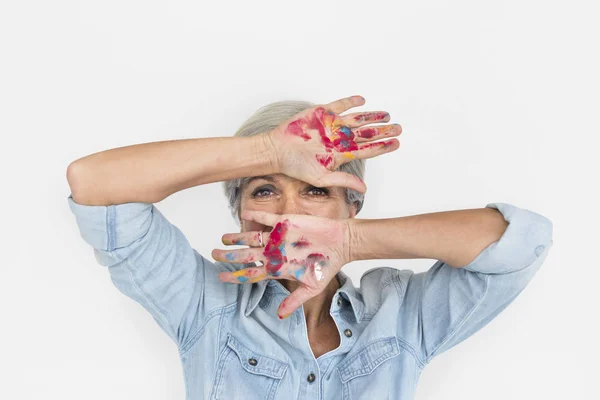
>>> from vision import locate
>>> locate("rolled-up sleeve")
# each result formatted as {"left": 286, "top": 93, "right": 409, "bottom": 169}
{"left": 404, "top": 202, "right": 553, "bottom": 364}
{"left": 67, "top": 194, "right": 238, "bottom": 348}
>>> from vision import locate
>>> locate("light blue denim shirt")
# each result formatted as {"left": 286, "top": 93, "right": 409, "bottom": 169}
{"left": 67, "top": 194, "right": 553, "bottom": 400}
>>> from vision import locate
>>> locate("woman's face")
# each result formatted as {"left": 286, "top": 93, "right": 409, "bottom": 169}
{"left": 239, "top": 173, "right": 357, "bottom": 233}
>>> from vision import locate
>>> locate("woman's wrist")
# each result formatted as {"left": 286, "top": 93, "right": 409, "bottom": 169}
{"left": 343, "top": 218, "right": 363, "bottom": 264}
{"left": 255, "top": 131, "right": 281, "bottom": 176}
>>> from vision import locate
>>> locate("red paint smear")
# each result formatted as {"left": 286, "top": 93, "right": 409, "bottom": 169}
{"left": 291, "top": 237, "right": 311, "bottom": 248}
{"left": 305, "top": 108, "right": 333, "bottom": 151}
{"left": 306, "top": 253, "right": 327, "bottom": 261}
{"left": 358, "top": 140, "right": 396, "bottom": 150}
{"left": 286, "top": 119, "right": 311, "bottom": 141}
{"left": 354, "top": 112, "right": 389, "bottom": 122}
{"left": 372, "top": 112, "right": 389, "bottom": 121}
{"left": 315, "top": 153, "right": 333, "bottom": 168}
{"left": 263, "top": 219, "right": 290, "bottom": 274}
{"left": 358, "top": 128, "right": 376, "bottom": 139}
{"left": 289, "top": 253, "right": 329, "bottom": 268}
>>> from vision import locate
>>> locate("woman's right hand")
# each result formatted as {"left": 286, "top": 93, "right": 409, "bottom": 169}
{"left": 264, "top": 95, "right": 402, "bottom": 193}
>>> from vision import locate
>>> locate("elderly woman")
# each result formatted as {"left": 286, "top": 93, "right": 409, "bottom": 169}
{"left": 66, "top": 95, "right": 553, "bottom": 399}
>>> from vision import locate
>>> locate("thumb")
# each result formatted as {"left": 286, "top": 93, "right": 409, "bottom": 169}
{"left": 317, "top": 171, "right": 366, "bottom": 194}
{"left": 277, "top": 287, "right": 318, "bottom": 320}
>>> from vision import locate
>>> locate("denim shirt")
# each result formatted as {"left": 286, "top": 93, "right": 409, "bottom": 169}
{"left": 67, "top": 194, "right": 553, "bottom": 400}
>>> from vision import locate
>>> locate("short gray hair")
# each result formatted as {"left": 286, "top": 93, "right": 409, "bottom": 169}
{"left": 222, "top": 100, "right": 366, "bottom": 225}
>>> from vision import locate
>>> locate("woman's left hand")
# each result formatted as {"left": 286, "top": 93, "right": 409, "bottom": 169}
{"left": 212, "top": 209, "right": 352, "bottom": 319}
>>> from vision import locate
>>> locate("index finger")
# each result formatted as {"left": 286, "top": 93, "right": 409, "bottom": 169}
{"left": 324, "top": 95, "right": 366, "bottom": 114}
{"left": 240, "top": 209, "right": 279, "bottom": 227}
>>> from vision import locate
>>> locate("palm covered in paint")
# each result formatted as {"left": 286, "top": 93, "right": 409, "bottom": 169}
{"left": 266, "top": 95, "right": 401, "bottom": 193}
{"left": 212, "top": 209, "right": 351, "bottom": 319}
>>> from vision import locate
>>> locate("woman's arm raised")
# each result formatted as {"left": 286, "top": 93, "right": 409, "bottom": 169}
{"left": 66, "top": 95, "right": 401, "bottom": 206}
{"left": 349, "top": 203, "right": 554, "bottom": 364}
{"left": 66, "top": 135, "right": 276, "bottom": 206}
****
- _Problem requirements_
Every line in the entries above that has the word "hand" should be identified and copied.

- _Written answer_
>>> locate("woman's right hand")
>>> locate("woman's left hand")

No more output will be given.